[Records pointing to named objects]
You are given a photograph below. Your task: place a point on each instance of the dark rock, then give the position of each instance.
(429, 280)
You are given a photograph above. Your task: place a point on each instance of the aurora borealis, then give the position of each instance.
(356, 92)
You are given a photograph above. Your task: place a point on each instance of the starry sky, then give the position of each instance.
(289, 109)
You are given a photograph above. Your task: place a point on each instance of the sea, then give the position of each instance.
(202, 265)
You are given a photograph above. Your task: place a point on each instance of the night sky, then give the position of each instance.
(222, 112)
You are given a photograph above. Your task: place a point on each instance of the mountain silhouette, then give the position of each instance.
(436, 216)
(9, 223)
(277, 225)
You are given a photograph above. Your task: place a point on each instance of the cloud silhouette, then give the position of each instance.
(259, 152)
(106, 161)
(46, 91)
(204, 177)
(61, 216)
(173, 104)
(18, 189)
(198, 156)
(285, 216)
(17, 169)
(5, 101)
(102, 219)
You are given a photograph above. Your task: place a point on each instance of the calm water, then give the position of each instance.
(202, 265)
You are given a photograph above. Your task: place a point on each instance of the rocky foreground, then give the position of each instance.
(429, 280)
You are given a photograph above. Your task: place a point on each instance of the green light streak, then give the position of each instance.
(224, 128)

Goal of the exercise: Please recast the records above, from the line with "water, then give the position of each instance." up to and including the last record, as a two-column CSV with columns request and answer and one row per request. Put each request's text and its answer in single quoted fields, with any line breaks turned into spaces.

Written solution:
request,answer
"You are given a photograph above. Your task: place a point on each instance of the calm water, then give the position of each instance.","(202, 265)"
"You are given a photograph above. Your task: place a point on each instance of the rocky foreground, then give the position of each instance.","(429, 280)"
"You are given a photograph above. Your task: place a point on each instance of the green light streak, then give the position of each instance.","(224, 128)"